Would you return, word for word, the lines of the data below from the line with "box: [293, 113, 361, 136]" through the line with "negative clicks: (148, 242)", and no others?

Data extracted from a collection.
-- Opening Marker --
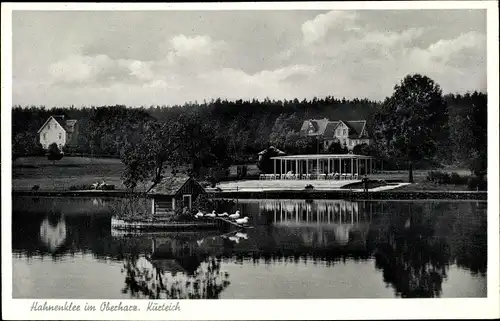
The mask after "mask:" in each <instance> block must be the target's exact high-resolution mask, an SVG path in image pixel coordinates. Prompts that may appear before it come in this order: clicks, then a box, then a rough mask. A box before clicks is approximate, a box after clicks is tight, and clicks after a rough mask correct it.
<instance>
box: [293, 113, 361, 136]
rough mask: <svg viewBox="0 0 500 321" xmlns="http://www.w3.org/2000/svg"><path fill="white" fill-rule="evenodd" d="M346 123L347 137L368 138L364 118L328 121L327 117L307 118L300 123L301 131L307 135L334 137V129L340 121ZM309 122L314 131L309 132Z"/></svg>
mask: <svg viewBox="0 0 500 321" xmlns="http://www.w3.org/2000/svg"><path fill="white" fill-rule="evenodd" d="M341 122H342V123H344V124H346V126H347V127H349V138H368V133H367V131H366V120H350V121H345V120H335V121H329V120H328V119H327V118H323V119H309V120H305V121H304V123H303V124H302V128H301V132H302V133H305V134H307V135H308V136H317V135H323V136H324V137H327V138H334V137H335V129H336V128H337V126H338V125H339V124H340V123H341ZM309 124H311V125H312V126H313V127H314V130H315V132H314V133H311V134H309V133H308V132H307V131H308V128H309Z"/></svg>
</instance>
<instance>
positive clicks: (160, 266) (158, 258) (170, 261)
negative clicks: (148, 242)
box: [150, 237, 208, 275]
mask: <svg viewBox="0 0 500 321" xmlns="http://www.w3.org/2000/svg"><path fill="white" fill-rule="evenodd" d="M206 256H208V255H206V253H204V251H201V250H200V248H199V246H198V245H197V243H196V242H194V241H192V240H185V239H184V240H183V239H177V238H169V237H153V238H152V239H151V256H150V258H151V262H152V264H153V265H154V266H155V267H156V268H158V269H160V270H161V271H163V272H167V271H168V272H170V273H171V274H172V275H175V274H177V273H185V274H192V273H193V272H194V271H196V269H197V268H198V267H199V266H200V264H201V262H202V261H203V260H204V259H205V258H206Z"/></svg>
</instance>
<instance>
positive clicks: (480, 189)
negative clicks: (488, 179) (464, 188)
mask: <svg viewBox="0 0 500 321" xmlns="http://www.w3.org/2000/svg"><path fill="white" fill-rule="evenodd" d="M467 188H468V189H469V190H471V191H486V190H487V189H488V181H487V180H485V179H482V178H481V177H477V176H473V177H470V178H469V179H468V180H467Z"/></svg>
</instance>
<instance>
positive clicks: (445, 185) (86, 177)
mask: <svg viewBox="0 0 500 321" xmlns="http://www.w3.org/2000/svg"><path fill="white" fill-rule="evenodd" d="M123 170H124V166H123V164H122V163H121V161H120V160H119V159H116V158H90V157H63V158H62V159H61V160H59V161H54V162H52V161H49V160H47V158H46V157H21V158H18V159H16V160H15V161H14V162H13V166H12V187H13V189H16V190H30V189H31V188H32V187H33V186H34V185H38V186H40V190H68V189H69V188H70V187H71V186H73V185H84V184H85V185H90V184H92V183H95V182H102V181H104V182H105V183H107V184H113V185H115V188H116V189H123V188H124V186H123V184H122V180H121V175H122V172H123ZM447 171H448V172H456V173H458V174H459V175H462V176H463V175H466V176H468V175H470V172H469V171H468V170H464V169H447ZM428 172H429V170H415V171H414V174H413V176H414V179H415V184H411V185H407V186H403V187H400V188H397V190H398V191H423V190H426V191H433V190H435V191H445V190H448V191H453V190H467V186H465V185H436V184H433V183H431V182H428V181H427V180H426V177H427V174H428ZM258 173H259V170H258V168H257V166H256V165H253V164H250V165H248V173H247V175H248V176H258ZM235 176H236V166H231V168H230V177H235ZM369 177H370V179H371V180H385V181H388V182H391V181H401V182H407V181H408V171H385V172H382V173H376V174H373V175H369ZM246 181H247V183H246V184H251V185H252V187H254V186H253V185H259V184H261V183H262V182H259V181H258V180H256V181H254V180H250V181H248V180H246ZM290 182H291V181H288V182H287V185H290ZM227 183H229V182H227ZM227 183H226V184H227ZM232 184H236V185H241V184H242V183H241V181H238V182H233V183H232ZM243 185H244V184H243ZM302 185H303V182H301V183H300V186H301V187H302ZM241 187H242V186H241Z"/></svg>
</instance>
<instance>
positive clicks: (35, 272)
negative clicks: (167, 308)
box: [12, 198, 487, 299]
mask: <svg viewBox="0 0 500 321" xmlns="http://www.w3.org/2000/svg"><path fill="white" fill-rule="evenodd" d="M13 205H14V211H13V227H12V229H13V230H12V238H13V242H12V244H13V252H14V255H17V256H18V257H27V258H33V257H39V256H41V257H43V256H44V255H49V256H51V257H52V258H53V259H54V260H56V261H59V260H62V259H64V258H65V257H68V256H74V255H75V253H91V255H92V257H93V261H92V262H88V264H93V263H95V262H109V261H110V260H111V261H112V262H113V261H114V262H117V264H119V265H120V266H121V267H122V268H121V273H120V272H118V275H115V276H114V277H117V278H118V283H119V284H120V290H121V294H122V295H125V296H127V297H131V298H172V299H175V298H207V299H209V298H213V299H215V298H220V297H221V296H222V293H223V292H224V291H226V292H227V289H228V287H232V286H236V285H235V284H238V283H239V282H242V280H243V279H245V280H246V278H248V280H247V281H245V282H250V283H252V284H253V283H255V282H257V283H256V284H255V286H258V282H259V281H257V280H256V279H255V277H256V276H255V275H253V274H252V273H253V272H252V271H253V270H252V267H254V266H259V265H264V266H265V267H268V268H269V271H272V270H273V269H278V267H280V266H281V264H282V263H290V264H293V266H295V267H296V269H300V266H302V265H303V264H304V265H308V266H309V265H310V266H311V267H308V268H311V269H312V270H311V274H314V273H315V272H314V271H315V270H314V269H315V266H316V265H317V264H318V267H319V266H323V267H325V268H327V269H330V270H331V271H332V272H331V273H335V271H337V270H336V269H335V267H336V266H337V265H342V266H344V265H345V266H348V267H349V270H350V271H352V275H350V276H348V277H346V279H345V284H349V282H362V283H363V282H367V283H372V280H373V279H377V280H380V281H383V282H384V283H385V284H386V285H388V286H389V287H390V288H392V289H393V290H392V291H393V293H394V296H399V297H440V296H442V295H443V284H446V283H447V282H452V281H450V280H449V276H450V273H451V272H450V271H451V269H455V270H456V269H457V268H459V269H461V270H464V271H469V273H470V275H473V276H477V277H479V280H483V281H481V282H484V289H480V290H479V292H478V293H480V294H481V293H484V295H485V292H486V291H485V286H486V285H485V284H486V281H485V280H486V267H487V264H486V263H487V256H486V253H487V243H486V240H487V234H486V203H485V202H432V203H431V202H394V201H391V202H389V201H387V202H386V201H377V202H370V201H347V200H314V201H300V200H245V201H241V200H240V201H239V202H238V205H237V206H238V209H239V210H240V211H241V212H242V214H243V215H245V216H249V217H250V223H251V225H252V227H253V228H251V229H248V230H246V231H238V232H231V233H227V234H222V235H221V233H219V232H216V231H215V232H190V233H187V232H186V233H149V234H136V235H131V234H129V233H124V232H120V231H116V230H112V229H111V226H110V215H111V210H110V208H109V207H110V206H113V200H109V199H95V198H92V199H64V198H52V199H51V198H40V199H39V200H38V201H34V200H33V199H30V198H23V199H18V200H15V201H14V202H13ZM235 209H236V208H231V209H227V211H228V212H229V211H234V210H235ZM356 262H364V263H366V264H370V265H371V266H372V270H371V272H370V273H368V274H366V271H365V272H363V273H364V274H359V273H358V272H356V271H358V270H357V269H358V267H357V265H356ZM86 264H87V263H86ZM232 264H237V265H238V266H241V268H242V269H243V270H241V272H238V273H236V274H235V273H233V272H234V271H238V270H230V269H229V267H228V266H231V265H232ZM75 267H76V266H75ZM294 271H295V270H294V268H287V269H283V270H282V272H280V273H283V274H282V276H283V277H284V279H286V278H287V275H288V274H287V273H292V274H293V275H295V274H294V273H295V272H294ZM32 273H34V274H36V273H37V272H36V270H34V271H33V272H32ZM292 274H290V275H289V277H293V275H292ZM247 275H248V276H247ZM332 277H333V278H335V276H332ZM88 278H89V280H91V279H92V278H93V276H92V275H89V276H88ZM47 279H48V281H47V286H48V287H49V286H50V284H51V283H50V282H49V281H50V273H49V275H48V276H47ZM303 281H304V282H309V281H310V280H303ZM14 282H15V280H14ZM89 282H91V281H89ZM323 282H326V281H323ZM454 282H460V281H454ZM99 286H100V284H96V285H95V287H97V288H98V287H99ZM250 288H251V287H249V288H248V289H247V288H242V289H241V291H243V292H244V293H246V291H249V292H248V293H247V296H246V297H252V293H251V291H252V290H251V289H250ZM120 290H117V291H118V292H120ZM344 290H345V291H349V290H348V289H344ZM46 291H48V290H46ZM329 291H340V288H339V285H337V288H336V289H334V288H331V290H329ZM366 291H368V290H366ZM375 292H377V291H375ZM328 293H329V292H328V291H327V292H325V294H324V295H325V297H329V296H328ZM332 293H333V292H332ZM358 295H359V297H362V294H358ZM448 296H449V294H448Z"/></svg>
-- Closing Marker --
Answer for the task.
box: [293, 113, 361, 136]
rough mask: <svg viewBox="0 0 500 321" xmlns="http://www.w3.org/2000/svg"><path fill="white" fill-rule="evenodd" d="M346 123L347 137L368 138L364 118L328 121L327 117L307 118L300 123L301 131L307 135L334 137V129L340 121ZM309 122L314 131L309 132Z"/></svg>
mask: <svg viewBox="0 0 500 321" xmlns="http://www.w3.org/2000/svg"><path fill="white" fill-rule="evenodd" d="M341 122H342V123H344V124H346V126H347V127H349V138H368V133H367V131H366V120H350V121H345V120H335V121H329V120H328V119H327V118H323V119H309V120H305V121H304V123H303V124H302V128H301V132H302V133H305V134H307V135H308V136H317V135H323V136H324V137H327V138H334V137H335V129H336V128H337V126H338V125H339V124H340V123H341ZM309 124H311V125H312V126H313V127H314V130H315V132H314V133H311V134H309V133H308V132H307V131H308V128H309Z"/></svg>
</instance>
<instance>
positive clicks: (160, 266) (158, 258) (170, 261)
negative clicks: (148, 242)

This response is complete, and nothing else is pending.